Extract:

You are viewing a plain text version of this content. The canonical link for it is here.

Posted to user@spark.apache.org by Patrick McGloin <mc...@gmail.com> on 2017/05/19 12:55:59 UTC

Re: Is there a Kafka sink for Spark Structured Streaming

# Write key-value data from a DataFrame to a Kafka topic specified in an option
query = df \
  .selectExpr("CAST(userId AS STRING) AS key", "to_json(struct(*)) AS value") \
  .writeStream \
  .format("kafka") \
  .option("kafka.bootstrap.servers", "host1:port1,host2:port2") \
  .option("topic", "topic1") \
  .option("checkpointLocation", "/path/to/HDFS/dir") \
  .start()

Described here:

https://databricks.com/blog/2017/04/26/processing-data-in-apache-kafka-with-structured-streaming-in-apache-spark-2-2.html



On 19 May 2017 at 10:45, <ka...@gmail.com> wrote:

> Is there a Kafka sink for Spark Structured Streaming ?
>
> Sent from my iPhone
>

Re: Is there a Kafka sink for Spark Structured Streaming

Posted by Michael Armbrust <mi...@databricks.com>.

There is an RC here.  Please test!

Collected material:
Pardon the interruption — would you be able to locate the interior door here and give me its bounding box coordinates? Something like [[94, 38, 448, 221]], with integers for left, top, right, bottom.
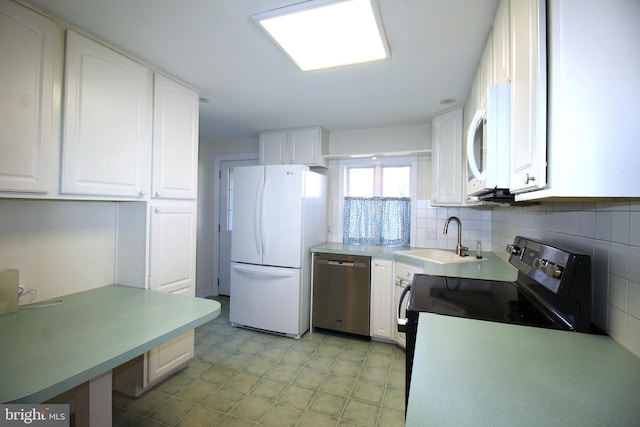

Requests:
(1) Copy the Kafka sink thread starting with "On 19 May 2017" and going on through "Michael Armbrust <mi...@databricks.com>.", replacing "iPhone" with "iPad".
(2) Write the next part of the forum thread about a Kafka sink for Spark Structured Streaming, picking up after its final sentence.

The results:
(1)
On 19 May 2017 at 10:45, <ka...@gmail.com> wrote:

> Is there a Kafka sink for Spark Structured Streaming ?
>
> Sent from my iPad
>

Re: Is there a Kafka sink for Spark Structured Streaming

Posted by Michael Armbrust <mi...@databricks.com>.

(2)
http://apache-spark-developers-list.1001551.n3.nabble.com/VOTE-Apache-Spark-2-2-0-RC2-td21497.html

On Fri, May 19, 2017 at 4:07 PM, kant kodali <ka...@gmail.com> wrote:

> Hi Patrick,
>
> I am using 2.1.1 and I tried the above code you sent and I get
>
> "java.lang.UnsupportedOperationException: Data source kafka does not
> support streamed writing"
>
> so yeah this probably works only from Spark 2.2 onwards. I am not sure
> when it officially releases.
>
> Thanks!
>
> On Fri, May 19, 2017 at 8:39 AM, <ka...@gmail.com> wrote:
>
>> Hi!
>>
>> Is this possible possible in spark 2.1.1?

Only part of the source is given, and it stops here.